Problem statement: An exact copy of every record is needed.

┌─ Supplied information

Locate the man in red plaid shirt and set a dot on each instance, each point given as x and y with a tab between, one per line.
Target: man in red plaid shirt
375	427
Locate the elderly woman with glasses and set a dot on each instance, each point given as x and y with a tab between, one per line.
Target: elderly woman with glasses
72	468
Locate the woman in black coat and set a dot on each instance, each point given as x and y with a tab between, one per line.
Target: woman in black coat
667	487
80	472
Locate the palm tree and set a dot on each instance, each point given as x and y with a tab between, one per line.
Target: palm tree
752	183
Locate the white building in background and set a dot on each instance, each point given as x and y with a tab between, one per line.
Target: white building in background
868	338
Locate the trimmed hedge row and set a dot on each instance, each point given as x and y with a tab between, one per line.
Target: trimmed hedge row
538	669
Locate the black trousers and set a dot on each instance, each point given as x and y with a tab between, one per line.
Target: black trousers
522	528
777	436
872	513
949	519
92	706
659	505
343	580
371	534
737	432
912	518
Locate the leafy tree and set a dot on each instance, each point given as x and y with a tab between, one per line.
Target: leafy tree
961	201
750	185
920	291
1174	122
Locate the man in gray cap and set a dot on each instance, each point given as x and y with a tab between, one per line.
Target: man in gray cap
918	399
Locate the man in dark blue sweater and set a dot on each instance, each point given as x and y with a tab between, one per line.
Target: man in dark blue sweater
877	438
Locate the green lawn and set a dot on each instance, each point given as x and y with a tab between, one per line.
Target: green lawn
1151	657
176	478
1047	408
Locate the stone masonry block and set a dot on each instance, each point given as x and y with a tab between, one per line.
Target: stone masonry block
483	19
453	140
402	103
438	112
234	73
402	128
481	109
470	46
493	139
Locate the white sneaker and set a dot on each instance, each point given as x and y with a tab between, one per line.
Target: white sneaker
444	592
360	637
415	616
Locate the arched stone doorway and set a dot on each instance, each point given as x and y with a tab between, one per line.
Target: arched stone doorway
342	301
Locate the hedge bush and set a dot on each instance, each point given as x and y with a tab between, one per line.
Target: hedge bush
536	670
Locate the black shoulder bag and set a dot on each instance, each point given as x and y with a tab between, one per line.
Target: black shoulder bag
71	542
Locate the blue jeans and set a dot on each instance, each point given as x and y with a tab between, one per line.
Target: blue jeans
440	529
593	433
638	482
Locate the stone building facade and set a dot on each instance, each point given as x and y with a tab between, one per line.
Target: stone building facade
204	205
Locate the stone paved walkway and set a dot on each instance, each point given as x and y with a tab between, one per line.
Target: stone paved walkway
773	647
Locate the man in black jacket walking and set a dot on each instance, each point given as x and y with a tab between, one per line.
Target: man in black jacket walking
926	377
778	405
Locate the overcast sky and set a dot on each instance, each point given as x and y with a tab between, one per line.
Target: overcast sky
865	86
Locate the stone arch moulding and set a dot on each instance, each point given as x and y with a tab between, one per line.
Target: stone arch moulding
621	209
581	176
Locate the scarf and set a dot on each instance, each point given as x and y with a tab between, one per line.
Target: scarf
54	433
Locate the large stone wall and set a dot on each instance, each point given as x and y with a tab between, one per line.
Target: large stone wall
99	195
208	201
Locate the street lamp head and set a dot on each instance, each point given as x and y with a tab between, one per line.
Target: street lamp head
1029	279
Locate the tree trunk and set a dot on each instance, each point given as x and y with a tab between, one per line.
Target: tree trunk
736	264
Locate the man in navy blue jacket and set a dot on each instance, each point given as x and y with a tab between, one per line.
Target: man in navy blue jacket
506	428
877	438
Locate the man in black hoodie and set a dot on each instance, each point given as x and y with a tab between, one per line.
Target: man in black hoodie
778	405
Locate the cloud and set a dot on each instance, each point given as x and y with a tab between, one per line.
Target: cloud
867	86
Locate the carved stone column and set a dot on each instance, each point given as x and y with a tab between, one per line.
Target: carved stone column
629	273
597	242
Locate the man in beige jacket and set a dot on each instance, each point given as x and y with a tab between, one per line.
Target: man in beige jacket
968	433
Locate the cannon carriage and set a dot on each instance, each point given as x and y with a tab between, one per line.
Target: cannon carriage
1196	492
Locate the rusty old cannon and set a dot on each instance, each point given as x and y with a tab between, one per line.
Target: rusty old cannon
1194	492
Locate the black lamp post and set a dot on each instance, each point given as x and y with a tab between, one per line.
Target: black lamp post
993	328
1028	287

└─

Finished task:
Locate the man in red plaid shirt and set a dot on each instance, each point given as x and y with a tab between, one per line.
Target: man in red plaid shirt
375	427
Locate the elderly woman with glasses and set a dot on each instance, each point given as x and y with a tab between, one per line.
Target: elderly woman with glasses
72	468
Locate the woman in black coat and set a dot on each instance, each point given as x and y with a tab between, one per line.
Target: woman in black coat
667	487
80	472
Locate the palm tree and set a dot on each instance, each point given as x and y with a tab between, one per line.
Target: palm tree
752	183
Locate the white building in background and set a dot on each instance, each point given as x and y with a tab between, one per line.
Target: white building in background
868	338
Locate the trimmed hedge row and set a dot on each instance, each point given as x and y with a tab between, one per line.
Target: trimmed hedge row
538	669
Locate the black trousers and set a dot on each instance, each point given as x and y with a tab between, one per line.
Target: black trousers
522	528
777	436
872	513
949	519
92	706
659	505
343	580
371	534
737	432
912	518
Locate the leafy tree and set a dot on each instance, each point given as x and y with a tab between, one per line.
Target: leafy tree
961	201
750	185
920	291
1174	122
Locate the man in gray cap and set a dot on each instance, each point given as x and y with a tab between, one per line.
Target: man in gray cap
918	399
Locate the man in dark blue sweater and set a dot on each instance, each point given as x and y with a tab between, one per line.
Target: man in dark blue sweater
877	438
Locate the green lawn and set a dot on each instance, each point given as x and y with a tab between, one per line.
Target: green lawn
1151	657
176	478
1047	408
Locate the stone masonry block and set a dot on each instance, each point given as x and y with a tab between, one per line.
Target: stone masonry block
483	19
453	140
402	103
438	112
234	73
402	128
481	109
470	46
493	139
Locate the white sneaker and set a dot on each instance, each point given as x and y with a tab between, one per line.
Target: white sneaker
444	592
360	637
415	616
Locate the arched stone doorway and set a dot on each instance, each point given as x and y with a tab between, one per line.
Target: arched stone doorway
342	301
Locate the hedge bush and set a dot on each instance, each point given as x and y with a tab between, one per line.
Target: hedge bush
536	670
Locate the black shoulder bag and set a dot on each instance, each point given as x and y with a tab between, one per line.
Target: black shoulder bag
71	542
Locate the blue jeans and set a dot on each instance, each point given as x and y with a tab between, one per line.
Target: blue jeans
440	529
593	433
638	482
Locate the stone building facade and set a dot on each instance, each point given as x and y with a tab between, one per line.
Target: stone building facade
204	205
Locate the stone paved walkway and set a dot on each instance, each point given as x and y with a tab between, one per line.
Target: stone paved walkway
773	647
Locate the man in black jacket walking and set a dot on each instance, each point given as x and y with a tab between, one per line.
Target: man in black jacket walking
926	377
778	405
Locate the overcast sky and set a dot on each instance, each point given as x and y with a tab between, one per line.
Target: overcast sky
865	86
Locate the stone arch moulding and set a dot on each instance, each point given as x and y with a tab between, one per line.
Target: stone arch moulding
621	209
581	176
Locate the scarf and set a dot on each instance, each point given as x and y with a tab between, one per line.
Target: scarf
54	433
Locate the large stone wall and set a dot on each instance, each point given as x and y with a tab between, one per line.
Target: large stone wall
99	195
208	201
Locate the street lamp head and set a dot on each instance, each point given as x and y with a tab between, one per line.
Target: street lamp head
1029	279
Locate the tree trunk and set a dot on each instance, each point given as x and y with a tab between, one per line.
Target: tree trunk
736	264
Locate the man in navy blue jacket and set a dot on each instance, each point given as x and y with a tab between, one per line.
Target: man in navy blue jacket
506	428
877	438
Locate the man in black hoodie and set a dot on each instance, each point given as x and y with a tab between, one per line.
Target: man in black hoodie
778	405
Locate the cloud and set a dot on each instance, each point given as x and y with a tab between, one per line.
Target: cloud
867	86
Locate the carved stone column and set a dot on each instance, each point given as x and y with a tab between, one per line.
Target: carved stone column
629	273
597	242
Locate the man in beige jacket and set a dot on each instance, each point given as x and y with a tab between, one per line.
Target: man in beige jacket
968	433
Locate the cannon carriage and set a dot on each instance, each point given as x and y with a tab between, one per line.
Target: cannon carriage
1196	492
Locate the rusty old cannon and set a dot on each instance, each point given as x and y with a tab between, one per line.
Target: rusty old cannon
1194	492
Locate the black lamp post and set a dot on each instance, each point given as x and y with a tab between, one per line.
Target: black lamp post
993	328
1028	287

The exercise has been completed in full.